RAW DATA:
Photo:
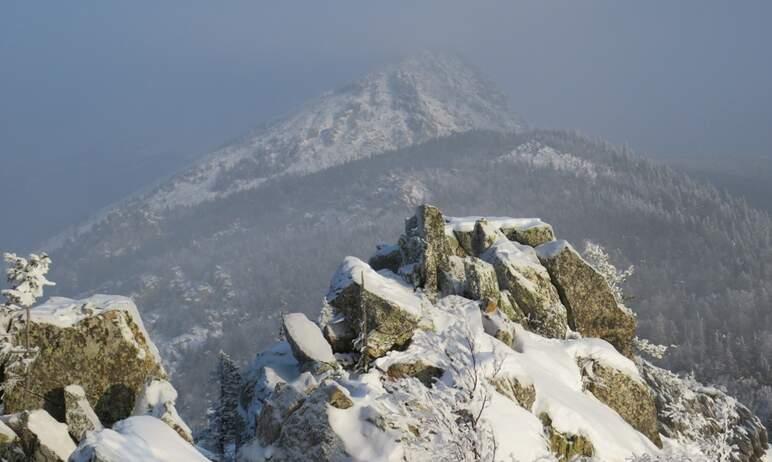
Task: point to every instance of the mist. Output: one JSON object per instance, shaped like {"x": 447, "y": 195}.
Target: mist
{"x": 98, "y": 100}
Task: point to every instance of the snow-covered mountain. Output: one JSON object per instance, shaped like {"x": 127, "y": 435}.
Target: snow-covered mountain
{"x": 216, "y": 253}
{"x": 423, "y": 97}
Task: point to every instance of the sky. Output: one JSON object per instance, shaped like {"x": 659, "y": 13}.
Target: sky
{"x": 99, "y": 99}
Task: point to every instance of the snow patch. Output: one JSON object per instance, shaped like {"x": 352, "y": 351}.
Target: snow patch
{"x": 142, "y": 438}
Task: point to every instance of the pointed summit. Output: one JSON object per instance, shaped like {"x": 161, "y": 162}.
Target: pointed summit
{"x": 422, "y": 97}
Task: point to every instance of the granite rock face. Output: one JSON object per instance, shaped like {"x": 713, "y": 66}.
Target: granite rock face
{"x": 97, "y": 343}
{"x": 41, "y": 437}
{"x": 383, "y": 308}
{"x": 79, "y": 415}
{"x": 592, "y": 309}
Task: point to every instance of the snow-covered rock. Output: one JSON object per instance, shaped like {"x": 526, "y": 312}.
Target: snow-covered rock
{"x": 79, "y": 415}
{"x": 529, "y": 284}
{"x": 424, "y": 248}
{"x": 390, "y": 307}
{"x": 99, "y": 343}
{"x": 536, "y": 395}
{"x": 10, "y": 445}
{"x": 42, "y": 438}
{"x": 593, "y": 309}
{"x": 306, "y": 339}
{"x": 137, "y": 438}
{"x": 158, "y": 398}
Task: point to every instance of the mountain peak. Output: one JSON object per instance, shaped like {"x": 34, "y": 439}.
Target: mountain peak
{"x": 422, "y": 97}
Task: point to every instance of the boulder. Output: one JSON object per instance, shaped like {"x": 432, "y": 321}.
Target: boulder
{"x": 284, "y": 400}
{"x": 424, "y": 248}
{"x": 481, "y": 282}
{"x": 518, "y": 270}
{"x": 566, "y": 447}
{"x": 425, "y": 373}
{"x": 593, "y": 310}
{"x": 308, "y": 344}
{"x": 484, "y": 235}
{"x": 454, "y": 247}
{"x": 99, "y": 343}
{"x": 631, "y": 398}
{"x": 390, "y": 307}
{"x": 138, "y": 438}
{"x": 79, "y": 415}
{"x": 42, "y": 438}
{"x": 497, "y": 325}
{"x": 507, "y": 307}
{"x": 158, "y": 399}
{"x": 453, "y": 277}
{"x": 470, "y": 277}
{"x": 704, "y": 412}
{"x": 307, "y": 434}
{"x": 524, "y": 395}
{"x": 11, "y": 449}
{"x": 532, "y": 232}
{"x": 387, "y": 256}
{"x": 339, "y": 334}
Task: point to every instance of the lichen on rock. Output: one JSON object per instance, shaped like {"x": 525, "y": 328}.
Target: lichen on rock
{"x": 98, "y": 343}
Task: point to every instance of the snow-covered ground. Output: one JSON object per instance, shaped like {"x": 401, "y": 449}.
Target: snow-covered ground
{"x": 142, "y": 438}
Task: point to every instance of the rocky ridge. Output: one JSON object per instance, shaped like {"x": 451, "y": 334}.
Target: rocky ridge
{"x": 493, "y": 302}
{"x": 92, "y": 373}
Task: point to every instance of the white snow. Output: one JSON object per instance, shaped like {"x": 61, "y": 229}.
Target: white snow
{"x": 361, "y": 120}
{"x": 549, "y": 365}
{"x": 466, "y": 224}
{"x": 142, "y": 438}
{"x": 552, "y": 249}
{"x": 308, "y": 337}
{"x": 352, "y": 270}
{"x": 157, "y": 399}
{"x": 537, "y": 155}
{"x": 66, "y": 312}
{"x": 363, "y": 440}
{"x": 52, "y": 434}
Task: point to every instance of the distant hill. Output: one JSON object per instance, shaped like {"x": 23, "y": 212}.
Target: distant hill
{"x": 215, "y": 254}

WORK REQUEST:
Return, unchanged, the run of lines above that opens with the line containing "Target: snow patch" and closes with the line containing "Task: point to every instance of the mountain". Include both.

ANSWER TO THE PROBLEM:
Target: snow patch
{"x": 142, "y": 438}
Task: point to every instance of the pointed summit. Output: one JSON object per instance, shaped like {"x": 161, "y": 162}.
Target: pointed summit
{"x": 422, "y": 97}
Task: point to every instance of the granite rock face. Output: one JSON object per instance, shaped like {"x": 713, "y": 66}.
Target: granite rock face
{"x": 97, "y": 343}
{"x": 41, "y": 437}
{"x": 383, "y": 308}
{"x": 79, "y": 415}
{"x": 592, "y": 309}
Task: point to every instance of the snow-covered rock. Output: one JSON object per instance, shaped like {"x": 526, "y": 312}.
Target: snow-covered rock
{"x": 79, "y": 415}
{"x": 529, "y": 284}
{"x": 424, "y": 248}
{"x": 390, "y": 307}
{"x": 99, "y": 343}
{"x": 536, "y": 395}
{"x": 10, "y": 445}
{"x": 42, "y": 438}
{"x": 593, "y": 309}
{"x": 306, "y": 339}
{"x": 137, "y": 438}
{"x": 158, "y": 398}
Task: point to every instance of the mountain peak. Output: one JSON object per instance, shaped like {"x": 34, "y": 439}.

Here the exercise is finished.